Start of READING TEXT
The Mission District is predominantly working-class and populated by immigrants from Mexico and Central America, but is also gentrifying. Haight-Ashbury, famously associated with 1960s hippie culture, is now heavily gentrified, although it still retains some bohemian character. The Castro is the center of gay life in the city.

The city's Japantown district suffered when its Japanese American residents were forcibly removed and interned during World War II. The nearby Western Addition became established with a large African American population at the same time.

The "Painted Ladies," a row of well-restored Victorian homes, stand alongside Alamo Square, and the mansions built by the San Francisco business elite in the wake of the 1906 earthquake can be found in Pacific Heights. The Marina to the north is a lively area with many young urban professionals.

The Richmond, the vast region north of Golden Gate Park that extends to the Pacific Ocean, today has a portion called "New Chinatown," but also attracts immigrants from other parts of Asia and Russia.

South of Golden Gate Park lies the Sunset with an Asian majority population. The Richmond and the Sunset are largely middle class and, together, are known as The Avenues. Bayview-Hunter's Point in the southeast section of the city is one of the poorest neighborhoods and suffers from a high rate of crime, though the area has been the focus of plans for urban renewal. The other southern neighborhoods of the city are ethnically diverse and populated primarily with students and working-class San Franciscans.

The South of Market, once filled with decaying remnants of San Francisco's industrial past, has seen significant redevelopment. The locus of the dot-com boom during the late 1990s, by 2004 South of Market began to see skyscrapers and condominiums dot the area. Following the success of nearby South Beach, another neighborhood, Mission Bay, underwent redevelopment, anchored by a second campus of the University of California, San Francisco.


Discover San FranciscoBEACHES AND PARKS

Ocean Beach runs along the Pacific Ocean shoreline, but is not suitable for swimming because the waters off the coast are cold and have deadly rip currents. Baker Beach occupies a picturesque setting just west of the Golden Gate Bridge and is where one of the few existing colonies of Hesperolinon congestum, the threatened Marin Dwarf Flax, can be found. The biggest and most well-known park is Golden Gate Park, stretching from the center of the city to the Pacific Ocean.

Once covered only in grass and sand dunes, the park is planted with thousands of non-native trees and plants and is rich with attractions including the Conservatory of Flowers, the Japanese Tea Garden, and Strybing Arboretum.

The Presidio, a former military base, and its Crissy Field section, restored to its natural salt marsh condition, are part of the Golden Gate National Recreation Area, which includes Alcatraz, and other regional parks. Buena Vista Park is the city's oldest, established in 1867. Lake Merced is a fresh-water lake surrounded by parkland..


Discover San FranciscoGEOGRAPHY OF SAN FRANCISCO

San Francisco is located on the west coast of the U.S. at the tip of the San Francisco Peninsula and includes significant stretches of the Pacific Ocean and San Francisco Bay within its boundaries. Several islands are part of the city, notably Alcatraz, Treasure Island, and the adjacent Yerba Buena Island. Also included are the uninhabited Farallon Islands, 27 miles (43 km) offshore in the Pacific Ocean, and part of the uninhabited Red Rock Island near the San Rafael Bridge which marks the northernmost point of the city. The mainland within the city limits roughly forms a seven by seven mile square (11 by 11 km), which has become a colloquialism referring to the city's shape.
End of READING TEXT
Start of DATA
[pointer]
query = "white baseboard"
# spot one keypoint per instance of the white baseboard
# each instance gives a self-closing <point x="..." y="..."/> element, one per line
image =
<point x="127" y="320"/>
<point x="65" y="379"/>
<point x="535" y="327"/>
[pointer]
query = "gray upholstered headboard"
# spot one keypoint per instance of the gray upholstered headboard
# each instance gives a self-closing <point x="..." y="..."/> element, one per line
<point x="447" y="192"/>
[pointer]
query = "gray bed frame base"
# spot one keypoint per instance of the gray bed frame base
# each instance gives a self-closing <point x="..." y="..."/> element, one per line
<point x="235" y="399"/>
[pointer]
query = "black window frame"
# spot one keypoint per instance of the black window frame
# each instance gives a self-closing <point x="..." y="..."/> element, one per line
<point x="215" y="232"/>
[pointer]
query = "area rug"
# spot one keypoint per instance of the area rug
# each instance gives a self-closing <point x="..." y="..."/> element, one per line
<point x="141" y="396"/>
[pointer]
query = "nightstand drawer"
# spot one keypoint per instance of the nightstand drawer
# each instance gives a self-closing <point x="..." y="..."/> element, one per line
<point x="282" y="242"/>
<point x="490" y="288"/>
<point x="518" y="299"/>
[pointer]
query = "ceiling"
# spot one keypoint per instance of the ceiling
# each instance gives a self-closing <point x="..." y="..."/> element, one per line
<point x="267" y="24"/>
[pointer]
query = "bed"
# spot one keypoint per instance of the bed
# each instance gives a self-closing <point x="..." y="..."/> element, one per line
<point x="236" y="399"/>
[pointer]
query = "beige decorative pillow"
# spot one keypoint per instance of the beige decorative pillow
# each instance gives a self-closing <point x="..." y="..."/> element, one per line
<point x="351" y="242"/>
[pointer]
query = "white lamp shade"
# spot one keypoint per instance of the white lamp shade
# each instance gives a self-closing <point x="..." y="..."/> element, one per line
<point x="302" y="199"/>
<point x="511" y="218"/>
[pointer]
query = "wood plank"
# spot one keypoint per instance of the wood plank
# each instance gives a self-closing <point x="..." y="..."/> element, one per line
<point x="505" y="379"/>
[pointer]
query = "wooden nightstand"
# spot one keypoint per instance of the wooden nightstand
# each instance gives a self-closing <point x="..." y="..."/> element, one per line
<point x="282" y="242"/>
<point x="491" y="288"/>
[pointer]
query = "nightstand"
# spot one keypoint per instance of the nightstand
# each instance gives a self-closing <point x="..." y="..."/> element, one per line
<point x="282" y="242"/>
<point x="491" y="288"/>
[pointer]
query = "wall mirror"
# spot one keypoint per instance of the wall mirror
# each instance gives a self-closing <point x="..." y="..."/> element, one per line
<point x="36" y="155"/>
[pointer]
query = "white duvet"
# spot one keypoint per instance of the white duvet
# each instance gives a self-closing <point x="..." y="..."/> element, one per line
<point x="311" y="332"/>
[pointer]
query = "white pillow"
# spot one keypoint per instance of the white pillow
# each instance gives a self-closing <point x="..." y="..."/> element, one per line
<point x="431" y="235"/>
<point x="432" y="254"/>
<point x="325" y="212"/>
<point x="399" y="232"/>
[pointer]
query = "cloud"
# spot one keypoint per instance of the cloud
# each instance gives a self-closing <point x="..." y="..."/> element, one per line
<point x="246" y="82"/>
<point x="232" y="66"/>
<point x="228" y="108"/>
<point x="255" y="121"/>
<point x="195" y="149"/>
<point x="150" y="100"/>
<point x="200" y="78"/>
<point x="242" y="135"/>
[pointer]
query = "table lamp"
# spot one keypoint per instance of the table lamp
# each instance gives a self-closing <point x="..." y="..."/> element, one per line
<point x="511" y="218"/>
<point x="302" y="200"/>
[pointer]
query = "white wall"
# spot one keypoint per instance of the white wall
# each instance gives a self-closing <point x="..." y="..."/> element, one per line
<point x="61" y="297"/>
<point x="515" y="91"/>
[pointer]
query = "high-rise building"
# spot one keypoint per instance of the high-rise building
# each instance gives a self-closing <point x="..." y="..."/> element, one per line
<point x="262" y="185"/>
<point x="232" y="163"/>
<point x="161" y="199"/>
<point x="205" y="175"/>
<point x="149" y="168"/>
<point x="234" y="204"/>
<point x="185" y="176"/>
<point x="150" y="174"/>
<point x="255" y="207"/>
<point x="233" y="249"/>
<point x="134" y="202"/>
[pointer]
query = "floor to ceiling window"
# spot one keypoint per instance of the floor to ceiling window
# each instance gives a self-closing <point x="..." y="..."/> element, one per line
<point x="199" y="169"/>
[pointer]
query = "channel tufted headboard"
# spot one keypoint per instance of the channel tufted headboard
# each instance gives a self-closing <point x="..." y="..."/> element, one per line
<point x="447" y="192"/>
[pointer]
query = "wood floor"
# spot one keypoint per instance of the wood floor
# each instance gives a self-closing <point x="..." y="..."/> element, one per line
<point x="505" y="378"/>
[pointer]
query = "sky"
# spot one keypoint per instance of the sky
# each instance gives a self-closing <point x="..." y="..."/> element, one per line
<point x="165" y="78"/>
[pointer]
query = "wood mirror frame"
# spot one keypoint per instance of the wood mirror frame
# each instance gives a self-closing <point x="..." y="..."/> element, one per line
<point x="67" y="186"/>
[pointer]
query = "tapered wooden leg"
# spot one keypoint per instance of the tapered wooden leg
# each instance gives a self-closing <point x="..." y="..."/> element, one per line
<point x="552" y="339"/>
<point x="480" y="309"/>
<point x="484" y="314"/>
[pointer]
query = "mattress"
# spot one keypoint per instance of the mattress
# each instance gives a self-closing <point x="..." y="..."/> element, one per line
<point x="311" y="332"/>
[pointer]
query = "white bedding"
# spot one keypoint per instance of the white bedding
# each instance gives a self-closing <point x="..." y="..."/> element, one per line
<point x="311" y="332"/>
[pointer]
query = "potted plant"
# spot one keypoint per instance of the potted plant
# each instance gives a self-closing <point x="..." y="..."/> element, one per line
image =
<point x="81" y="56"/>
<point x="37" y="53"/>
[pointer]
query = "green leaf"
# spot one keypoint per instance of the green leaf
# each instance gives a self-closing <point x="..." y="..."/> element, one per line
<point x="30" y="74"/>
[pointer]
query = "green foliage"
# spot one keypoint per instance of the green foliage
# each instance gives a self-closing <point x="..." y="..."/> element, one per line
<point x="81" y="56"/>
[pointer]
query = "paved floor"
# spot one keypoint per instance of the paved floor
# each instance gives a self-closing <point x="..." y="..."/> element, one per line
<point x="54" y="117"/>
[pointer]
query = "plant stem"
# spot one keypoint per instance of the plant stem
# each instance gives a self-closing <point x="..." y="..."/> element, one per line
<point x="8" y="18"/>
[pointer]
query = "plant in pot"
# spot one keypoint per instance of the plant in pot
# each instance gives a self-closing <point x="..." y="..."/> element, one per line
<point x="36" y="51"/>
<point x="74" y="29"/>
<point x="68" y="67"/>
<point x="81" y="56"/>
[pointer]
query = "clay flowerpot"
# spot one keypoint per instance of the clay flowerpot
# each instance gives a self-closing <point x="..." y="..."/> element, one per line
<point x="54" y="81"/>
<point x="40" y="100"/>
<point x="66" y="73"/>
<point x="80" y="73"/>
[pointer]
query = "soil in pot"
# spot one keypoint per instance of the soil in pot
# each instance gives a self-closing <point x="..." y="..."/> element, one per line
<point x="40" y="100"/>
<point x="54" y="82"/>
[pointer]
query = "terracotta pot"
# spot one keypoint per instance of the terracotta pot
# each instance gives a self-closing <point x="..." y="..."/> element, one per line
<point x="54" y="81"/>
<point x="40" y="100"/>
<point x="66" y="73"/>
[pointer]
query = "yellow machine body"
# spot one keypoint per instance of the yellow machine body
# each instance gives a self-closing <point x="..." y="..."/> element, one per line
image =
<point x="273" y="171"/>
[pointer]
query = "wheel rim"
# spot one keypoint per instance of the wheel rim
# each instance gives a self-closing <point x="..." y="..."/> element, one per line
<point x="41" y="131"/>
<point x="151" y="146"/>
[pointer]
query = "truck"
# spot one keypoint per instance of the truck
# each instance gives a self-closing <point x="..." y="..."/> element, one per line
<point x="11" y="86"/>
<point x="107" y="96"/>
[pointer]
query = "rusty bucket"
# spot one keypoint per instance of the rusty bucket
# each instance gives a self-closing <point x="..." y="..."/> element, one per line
End of DATA
*EXERCISE REQUIREMENTS*.
1. In the San Francisco text, what year was Buena Vista Park established?
2. From the San Francisco text, set down word for word the passage starting with "Ocean Beach runs" and going on through "the Pacific Ocean.".

*EXERCISE RESULTS*.
1. 1867

2.
Ocean Beach runs along the Pacific Ocean shoreline, but is not suitable for swimming because the waters off the coast are cold and have deadly rip currents. Baker Beach occupies a picturesque setting just west of the Golden Gate Bridge and is where one of the few existing colonies of Hesperolinon congestum, the threatened Marin Dwarf Flax, can be found. The biggest and most well-known park is Golden Gate Park, stretching from the center of the city to the Pacific Ocean.